- Prompt 1
Could you return all the pointing-dataset records below line for line, leaving the pictures out of your answer?

— begin Text provided —

Poetry, Prose and Passion: Cornerstones of the new Linda Munk Graduate Futures Scholarship

July 13, 2020 by Sean McNeely - A&S News

Professor Emerita Linda Munk, whose original thinking, fierce individuality and demand for commitment inspired a love for writing and poetry in thousands of students, will once again support the next generation of literary scholars.

Her children, Anthony Munk, Nina Munk, and Marc-David Munk, have generously established the Professor Linda Munk Graduate Futures Scholarship in the Department of English in the Faculty of Arts & Science to honour their mother, who died from melanoma in 2013 at age 75.

“U of T's Department of English is the perfect place to recognize our mother,” says Marc-David Munk. “If you think about the number of years she spent in the department, either as a student or a teacher, it was really a second home to her.”

With the first recipient expected to be named in the spring of 2021, the scholarship will be awarded to a full-time graduate student, addressing “the department’s need to remain competitive in recruiting students into the MA and PhD Programs,” says Professor Paul Stevens, chair of the Department of English.

Through generous donations from all three children, as well as contributions from the Faculty of Arts & Science and the Department of English, a $500,000 endowment has been created. The resulting $20,000 annual scholarship will be one of the largest in Canada for English master of arts students.

“All too often, highly qualified prospective students are lured away by superior offers of financial support from other institutions,” says Stevens. “Now, our drive for master of arts scholarships has been strengthened with this magnificent gift from the children of Professor Munk who will make a real difference in the lives of a new wave of literary students.”

Professor Emeritus Linda Munk sitting with a large group of friends laughing.
Before returning to Canada to pursue her PhD, Linda Munk, laughing here with friends in Switzerland in 1970, spent more than a decade in Europe.

Born in 1937, Linda Munk (née Gutterson) began her undergraduate studies at U of T’s University College in the fall of 1956, newly married to Peter Munk. He would go on to become a businessman, philanthropist and longtime U of T supporter, who, with his second wife, Melanie, would underwrite the Munk School of Global Affairs & Public Policy. For her part, Munk turned her back on her prescribed life; divorced after 14 years of marriage, she set out on a new path.

While a love of writing fuelled an early stint as a journalist, Munk initially struggled to find purpose. She sought the company of other intellectuals, often in Yorkville’s Pilot Tavern, conversing with the city’s top scholars, writers, poets and artists. In the late 1960s, wanderlust led her to establish residence with her children in Europe.

— end Text provided —
— begin Supplied material —

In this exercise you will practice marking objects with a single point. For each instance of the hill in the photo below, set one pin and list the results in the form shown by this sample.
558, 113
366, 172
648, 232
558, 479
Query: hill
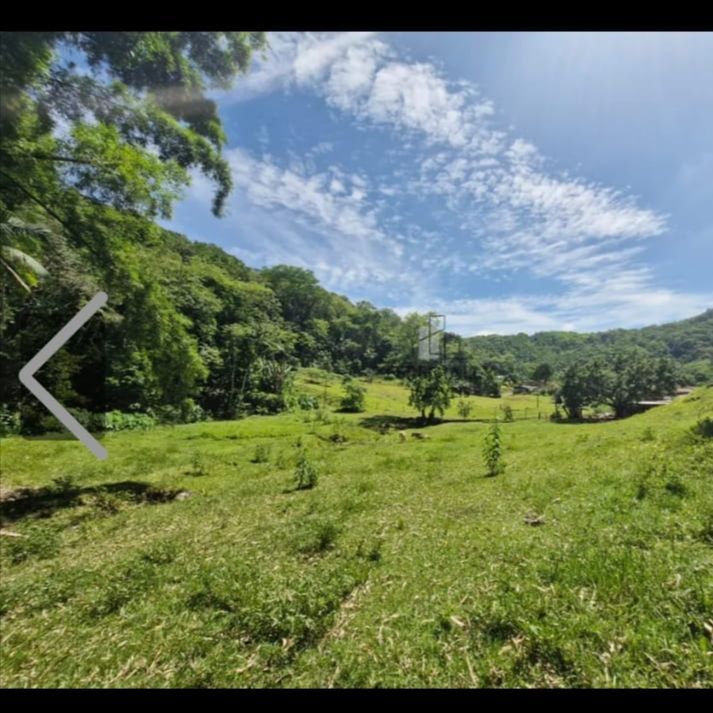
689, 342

— end Supplied material —

- Prompt 2
Answer these from the scholarship article above:
(a) How much will the annual scholarship be worth?
(b) In what term and year did Linda Munk begin her undergraduate studies?
(c) Who is the chair of the Department of English?

- Response 1
In this exercise you will practice marking objects with a single point. For each instance of the hill in the photo below, set one pin and list the results in the form shown by this sample.
558, 113
366, 172
648, 232
558, 479
Query: hill
689, 342

- Response 2
(a) $20,000
(b) The fall of 1956
(c) Professor Paul Stevens